> [SHORT EXERCISE]: Put the entries below into a numbered list, leaving out any blank lines.

[Dataset excerpts on object pointing]
<<<<

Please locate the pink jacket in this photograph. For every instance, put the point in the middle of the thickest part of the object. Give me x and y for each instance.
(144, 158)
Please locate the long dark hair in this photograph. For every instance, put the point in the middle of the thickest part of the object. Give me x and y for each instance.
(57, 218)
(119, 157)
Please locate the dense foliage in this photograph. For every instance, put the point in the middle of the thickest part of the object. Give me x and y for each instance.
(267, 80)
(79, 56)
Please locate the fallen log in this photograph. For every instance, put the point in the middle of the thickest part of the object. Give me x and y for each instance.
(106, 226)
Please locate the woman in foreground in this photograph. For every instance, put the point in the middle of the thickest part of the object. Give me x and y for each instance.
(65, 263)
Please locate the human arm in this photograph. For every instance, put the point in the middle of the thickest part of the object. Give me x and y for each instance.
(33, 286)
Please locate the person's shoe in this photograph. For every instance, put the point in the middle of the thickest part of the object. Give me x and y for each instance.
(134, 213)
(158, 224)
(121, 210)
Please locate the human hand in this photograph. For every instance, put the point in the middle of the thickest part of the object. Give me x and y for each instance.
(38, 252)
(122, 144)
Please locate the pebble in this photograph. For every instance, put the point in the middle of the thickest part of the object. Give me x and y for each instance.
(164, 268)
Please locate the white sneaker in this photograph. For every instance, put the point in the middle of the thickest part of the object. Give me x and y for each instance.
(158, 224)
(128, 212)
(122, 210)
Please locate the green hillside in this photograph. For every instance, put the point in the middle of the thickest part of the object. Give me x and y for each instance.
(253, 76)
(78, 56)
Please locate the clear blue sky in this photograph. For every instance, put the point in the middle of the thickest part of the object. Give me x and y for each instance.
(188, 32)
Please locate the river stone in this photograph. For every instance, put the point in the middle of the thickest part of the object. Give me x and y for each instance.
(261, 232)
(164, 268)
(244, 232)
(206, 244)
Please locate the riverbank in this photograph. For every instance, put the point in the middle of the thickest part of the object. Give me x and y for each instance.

>>>>

> [SOLUTION TO THE EXERCISE]:
1. Please locate the pink jacket in this photograph. For every instance, put the point in the middle of the thickest part of the object. Give me x and y for each instance.
2. (144, 158)
3. Please locate the long dark hair in this photograph. For every instance, put the point in the middle of the thickest part of the object. Give me x and y for each instance.
4. (57, 218)
5. (119, 157)
6. Please locate the dense foliage in this photograph. For every instance, put the point in the middle of the thickest part of the object. Give me x and y for each instance.
7. (267, 80)
8. (79, 56)
9. Please locate the fallen log in this photograph. For every instance, put the point in the middle of the thickest part of the object. Give me x and y for each instance.
10. (106, 226)
11. Please locate the woman in foreground in this photograph. For every instance, put the point in the middle of the thickest part of the object. Give me x and y for each instance.
12. (65, 263)
13. Please locate the human arm in this photograph. For every instance, put the point in the middle of the thickest part of the object. Give me x and y for each instance.
14. (33, 286)
15. Please locate the person's shoe in this photograph. For every instance, put the point in the middle of the thickest part of the object. Give me x and y for each instance.
16. (134, 213)
17. (158, 224)
18. (121, 210)
19. Please locate the human hand in this photograph. For every instance, put the point in the middle of the thickest part of the object. Give me x and y for each instance.
20. (38, 252)
21. (122, 144)
22. Please locate the pebble in this photograph. For every instance, put the point in the middle of the thickest part of the object. Give me x and y for each instance.
23. (164, 268)
24. Please locate the white sneaker in this photograph. For every instance, put the point in the middle of the thickest part of the object. Give me x and y for each instance.
25. (158, 224)
26. (128, 212)
27. (122, 210)
28. Please locate the green hillside in this photograph. For every instance, put the point in the middle of the thickest part of the object. Give me x and y for each instance.
29. (253, 76)
30. (78, 56)
31. Please locate the clear blue sky in this photograph. For every instance, put the point in the middle of the thickest part of the object. Give me x and y for each instance.
32. (188, 32)
33. Please locate the river stone in this photograph. For every instance, put the point in the middle of the thickest part of the object. Give me x and y for each instance.
34. (261, 232)
35. (164, 268)
36. (244, 232)
37. (206, 244)
38. Please locate the riverbank in this photograph. For every instance, put the point in the middle of the thickest part of the object. Give me x and y for each instance.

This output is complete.